GIVEN TASK: Report each line of the listing that contains the word "blue", treating uppercase and lowercase as different.

GIVEN INFORMATION:
################
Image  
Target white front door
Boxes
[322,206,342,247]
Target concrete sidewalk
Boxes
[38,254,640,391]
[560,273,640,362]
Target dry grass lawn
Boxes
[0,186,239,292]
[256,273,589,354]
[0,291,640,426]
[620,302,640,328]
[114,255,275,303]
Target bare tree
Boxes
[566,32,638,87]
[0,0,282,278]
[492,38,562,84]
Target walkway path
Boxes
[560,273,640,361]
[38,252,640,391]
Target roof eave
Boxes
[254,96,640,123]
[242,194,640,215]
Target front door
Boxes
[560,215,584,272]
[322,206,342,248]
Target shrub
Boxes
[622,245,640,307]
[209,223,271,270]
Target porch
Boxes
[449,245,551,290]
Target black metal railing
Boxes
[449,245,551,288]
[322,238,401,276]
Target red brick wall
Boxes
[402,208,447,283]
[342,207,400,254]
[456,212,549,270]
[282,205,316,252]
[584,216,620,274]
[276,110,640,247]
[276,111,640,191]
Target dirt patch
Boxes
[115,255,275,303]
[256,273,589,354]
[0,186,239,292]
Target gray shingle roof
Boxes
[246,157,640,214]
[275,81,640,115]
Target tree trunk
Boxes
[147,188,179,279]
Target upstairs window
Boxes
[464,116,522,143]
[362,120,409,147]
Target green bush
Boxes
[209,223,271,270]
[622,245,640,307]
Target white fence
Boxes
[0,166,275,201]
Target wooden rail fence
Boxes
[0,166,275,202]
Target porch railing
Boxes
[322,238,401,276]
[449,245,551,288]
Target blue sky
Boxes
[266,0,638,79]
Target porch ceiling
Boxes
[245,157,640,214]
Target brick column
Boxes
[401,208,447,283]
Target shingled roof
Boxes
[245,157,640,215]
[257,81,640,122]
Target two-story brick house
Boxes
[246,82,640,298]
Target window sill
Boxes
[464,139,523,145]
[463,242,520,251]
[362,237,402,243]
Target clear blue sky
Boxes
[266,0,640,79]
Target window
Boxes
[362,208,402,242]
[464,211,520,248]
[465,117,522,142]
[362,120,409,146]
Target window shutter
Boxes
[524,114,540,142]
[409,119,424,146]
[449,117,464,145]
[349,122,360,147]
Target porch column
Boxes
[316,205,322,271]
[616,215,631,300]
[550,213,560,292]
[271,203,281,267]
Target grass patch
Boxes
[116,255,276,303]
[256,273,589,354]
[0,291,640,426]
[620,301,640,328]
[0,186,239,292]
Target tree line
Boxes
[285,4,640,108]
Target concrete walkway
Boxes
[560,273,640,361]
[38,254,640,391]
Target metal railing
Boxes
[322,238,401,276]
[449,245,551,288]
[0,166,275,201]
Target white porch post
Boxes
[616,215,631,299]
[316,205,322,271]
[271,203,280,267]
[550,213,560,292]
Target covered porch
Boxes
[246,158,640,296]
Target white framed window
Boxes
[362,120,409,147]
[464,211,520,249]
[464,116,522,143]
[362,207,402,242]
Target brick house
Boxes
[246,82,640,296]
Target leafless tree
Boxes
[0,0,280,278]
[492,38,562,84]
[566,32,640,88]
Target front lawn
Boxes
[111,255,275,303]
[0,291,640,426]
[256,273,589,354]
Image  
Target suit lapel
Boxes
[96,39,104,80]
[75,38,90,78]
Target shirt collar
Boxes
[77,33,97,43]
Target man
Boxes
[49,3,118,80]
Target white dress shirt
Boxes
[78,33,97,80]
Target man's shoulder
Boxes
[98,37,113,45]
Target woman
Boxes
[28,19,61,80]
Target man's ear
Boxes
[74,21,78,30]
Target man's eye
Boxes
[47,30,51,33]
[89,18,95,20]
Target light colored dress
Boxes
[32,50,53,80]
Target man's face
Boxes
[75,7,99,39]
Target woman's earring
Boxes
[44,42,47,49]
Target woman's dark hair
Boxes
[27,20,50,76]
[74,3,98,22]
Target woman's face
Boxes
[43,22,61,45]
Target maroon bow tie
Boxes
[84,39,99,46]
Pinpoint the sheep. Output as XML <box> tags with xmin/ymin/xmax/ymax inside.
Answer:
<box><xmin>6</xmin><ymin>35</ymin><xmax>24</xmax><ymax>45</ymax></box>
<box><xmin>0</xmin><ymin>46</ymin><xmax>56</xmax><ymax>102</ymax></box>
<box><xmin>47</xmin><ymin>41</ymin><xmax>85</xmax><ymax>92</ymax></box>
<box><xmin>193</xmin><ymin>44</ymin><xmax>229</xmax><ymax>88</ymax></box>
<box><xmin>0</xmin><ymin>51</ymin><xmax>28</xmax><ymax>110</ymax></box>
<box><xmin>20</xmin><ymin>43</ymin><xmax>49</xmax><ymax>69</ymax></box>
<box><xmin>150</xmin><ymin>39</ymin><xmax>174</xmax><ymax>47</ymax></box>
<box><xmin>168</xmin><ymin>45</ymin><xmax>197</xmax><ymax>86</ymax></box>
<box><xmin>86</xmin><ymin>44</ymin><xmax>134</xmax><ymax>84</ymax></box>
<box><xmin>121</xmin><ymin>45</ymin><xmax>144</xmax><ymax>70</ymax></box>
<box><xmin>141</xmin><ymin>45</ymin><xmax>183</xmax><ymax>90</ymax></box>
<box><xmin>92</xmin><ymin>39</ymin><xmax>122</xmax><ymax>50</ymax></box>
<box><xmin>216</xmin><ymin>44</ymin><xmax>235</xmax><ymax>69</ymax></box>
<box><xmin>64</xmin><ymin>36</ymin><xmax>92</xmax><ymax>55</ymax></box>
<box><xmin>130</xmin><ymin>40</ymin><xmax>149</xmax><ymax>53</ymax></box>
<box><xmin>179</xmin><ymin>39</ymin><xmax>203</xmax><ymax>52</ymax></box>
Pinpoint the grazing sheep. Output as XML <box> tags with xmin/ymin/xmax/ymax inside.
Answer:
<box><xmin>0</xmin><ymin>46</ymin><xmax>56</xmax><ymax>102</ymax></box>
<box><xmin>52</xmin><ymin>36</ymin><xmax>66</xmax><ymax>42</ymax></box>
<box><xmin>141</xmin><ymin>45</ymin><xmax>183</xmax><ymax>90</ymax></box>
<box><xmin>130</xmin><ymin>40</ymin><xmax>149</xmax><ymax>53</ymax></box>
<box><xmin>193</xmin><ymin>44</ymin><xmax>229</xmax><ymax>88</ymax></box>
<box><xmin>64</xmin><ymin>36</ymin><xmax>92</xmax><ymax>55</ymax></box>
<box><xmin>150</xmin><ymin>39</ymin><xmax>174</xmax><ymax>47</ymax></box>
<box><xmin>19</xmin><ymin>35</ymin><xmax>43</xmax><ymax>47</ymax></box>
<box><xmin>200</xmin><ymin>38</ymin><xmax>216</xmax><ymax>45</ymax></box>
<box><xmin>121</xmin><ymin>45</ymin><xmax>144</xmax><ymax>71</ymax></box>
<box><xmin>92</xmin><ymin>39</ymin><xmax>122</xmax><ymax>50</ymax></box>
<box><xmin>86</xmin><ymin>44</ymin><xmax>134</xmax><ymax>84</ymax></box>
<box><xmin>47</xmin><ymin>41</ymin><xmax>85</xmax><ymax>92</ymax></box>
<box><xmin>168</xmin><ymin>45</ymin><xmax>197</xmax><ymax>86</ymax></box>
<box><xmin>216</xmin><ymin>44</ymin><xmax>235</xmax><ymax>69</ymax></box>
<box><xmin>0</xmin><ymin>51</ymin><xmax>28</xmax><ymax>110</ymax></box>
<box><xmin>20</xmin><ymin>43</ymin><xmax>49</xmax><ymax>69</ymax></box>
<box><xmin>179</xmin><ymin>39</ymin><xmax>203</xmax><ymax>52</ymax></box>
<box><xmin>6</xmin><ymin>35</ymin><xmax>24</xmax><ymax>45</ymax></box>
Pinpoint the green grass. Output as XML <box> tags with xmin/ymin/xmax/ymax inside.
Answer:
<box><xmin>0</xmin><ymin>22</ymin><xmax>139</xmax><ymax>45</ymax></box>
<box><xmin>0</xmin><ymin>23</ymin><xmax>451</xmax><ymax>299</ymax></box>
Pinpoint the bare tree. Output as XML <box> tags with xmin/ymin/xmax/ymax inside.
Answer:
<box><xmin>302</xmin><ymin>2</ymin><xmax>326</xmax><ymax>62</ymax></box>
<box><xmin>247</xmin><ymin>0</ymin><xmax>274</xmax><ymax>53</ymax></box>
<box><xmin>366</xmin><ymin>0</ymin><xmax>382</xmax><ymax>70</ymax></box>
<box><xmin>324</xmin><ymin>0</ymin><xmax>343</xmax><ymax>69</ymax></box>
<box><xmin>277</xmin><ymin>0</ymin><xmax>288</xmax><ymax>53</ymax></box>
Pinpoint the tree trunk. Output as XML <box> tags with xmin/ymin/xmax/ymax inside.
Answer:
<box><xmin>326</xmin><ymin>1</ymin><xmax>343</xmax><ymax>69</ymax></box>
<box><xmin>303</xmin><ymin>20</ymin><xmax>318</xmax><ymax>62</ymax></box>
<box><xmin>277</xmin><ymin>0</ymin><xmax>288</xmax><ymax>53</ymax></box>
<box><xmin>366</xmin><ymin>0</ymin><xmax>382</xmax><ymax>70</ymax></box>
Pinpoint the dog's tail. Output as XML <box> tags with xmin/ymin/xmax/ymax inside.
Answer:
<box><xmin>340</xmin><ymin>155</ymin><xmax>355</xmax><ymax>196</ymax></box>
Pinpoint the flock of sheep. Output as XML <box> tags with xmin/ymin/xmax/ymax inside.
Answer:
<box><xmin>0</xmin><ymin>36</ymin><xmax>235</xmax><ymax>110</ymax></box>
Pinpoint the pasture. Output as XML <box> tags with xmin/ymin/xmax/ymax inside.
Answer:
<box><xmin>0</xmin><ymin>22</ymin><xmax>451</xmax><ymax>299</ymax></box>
################
RESULT OF THIS EXERCISE:
Target blue sky
Target clear blue sky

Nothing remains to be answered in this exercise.